§ **Texte fourni**

2) Collectifs et espaces publics : retour sur les thèmes des deux premiers épisodes


solitaires-solidaires (1998)

Pour la première édition des rencontres, l'association des termes solitaires-solidaires nous entra»nait sur un sujet o combien vaste et brûlant  : l'adhésion des individus, plus ou moins volontaire, plus ou moins subie, à différents groupes identitaires et sociaux.

L'occasion de s'interroger, précisément sur la notion de collectif, et sur les diverses formes qu'il peut revêtir  : comment, au nom de quoi, répondant à quelles nécessités, continue-t-il de se produire, au delà des individus, des regroupements politiques, culturels et/ou religieux, découpant le monde en civilisations, nations, régions, tribus, clans...?

Dans une société occidentale mainte fois décrite en voie d'atomisation, d'individualisation, dans un monde où l'internationalisme - rebaptisé globalisation - cède de plus en plus couramment le pas à divers modes de tribalismes, on parle de "crispations identitaires" pour désigner des déviances violentes qui, comme par hasard apparaissent presque toujours sur fond de misère sociale et culturelle.

Mais nous avons vu, aussi, que de nouvelles manières d'être et d'agir collectivement ne demandent qu'à s'exprimer, si l'on en juge notamment, par l'ampleur nouvelle de la mobilisation contre les logiques productivistes et néolibérales  : si les Marches européennes contre les exclusions, se réclamaient dès 1997 d'une « mondialisation du mouvement social », la rapidité avec laquelle le réseau de l'association ATTAC s'est constitué et étendu, confirme la tendance.

Comme l'expliquait l'économiste Philippe Labarde lors du premier jour de nos rencontres, en mars 1998, à Montreuil, nous savons désormais que le capitalisme, pour être redoutablement efficace sur le terrain de la production, est totalement aveugle sur le terrain du partage. Et nous savons également que laisser le sort de l'humanité entre les mains du marché revient à accepter un état de la planète où le sous-développement cohabite avec la surproduction.


public-cité-publicité (1999 )

En mars 1999, sur une période de 6 jours, le titre public-cité-publicité a ouvert de nouvelles pistes de réflexions : passant par des champs aussi différents que la sécurité sociale, l'éducation nationale et l'urbanisme, nous nous sommes penchés sur des conceptions telles que l'utilité publique, l'espace public ou le service public, en considérant certaines spécificités françaises, comparativement aux autres parties de l'Europe et du monde. L'occasion de considérer, à l'heure où ceux qui s'opposent idéologiquement aux privatisations se sont faits rares, ce qui continue, peut-être, derrière l'adjectif « public » d'appartenir à tous, c'est-à-dire à personne.

§ **Consigne**
Répondez, s'il vous plaît, à ces questions sur le texte fourni :
1. Quel mois, quelle année et dans quelle ville a eu lieu le premier jour des rencontres ?
2. Sur combien de jours s'est étendue l'édition intitulée public-cité-publicité ?
3. Quelle association a vu son réseau se constituer et s'étendre rapidement ?
Les données qui suivent proviennent d'une autre source.

§ **Extraits de données de cadres de délimitation**
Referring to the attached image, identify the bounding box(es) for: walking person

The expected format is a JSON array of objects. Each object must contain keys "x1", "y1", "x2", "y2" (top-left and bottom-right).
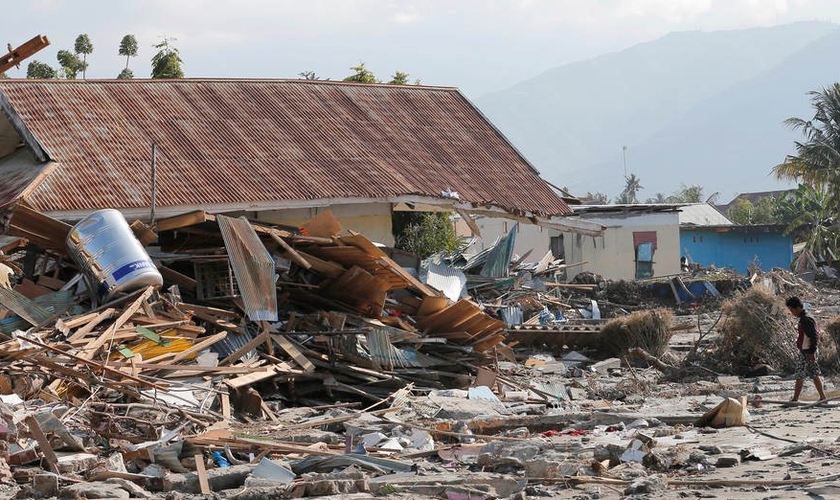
[{"x1": 785, "y1": 297, "x2": 825, "y2": 401}]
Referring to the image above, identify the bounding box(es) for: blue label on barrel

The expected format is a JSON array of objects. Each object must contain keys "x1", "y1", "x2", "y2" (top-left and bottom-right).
[{"x1": 98, "y1": 259, "x2": 155, "y2": 297}]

§ **Réponse**
1. En mars 1998, à Montreuil.
2. Sur 6 jours.
3. L'association ATTAC.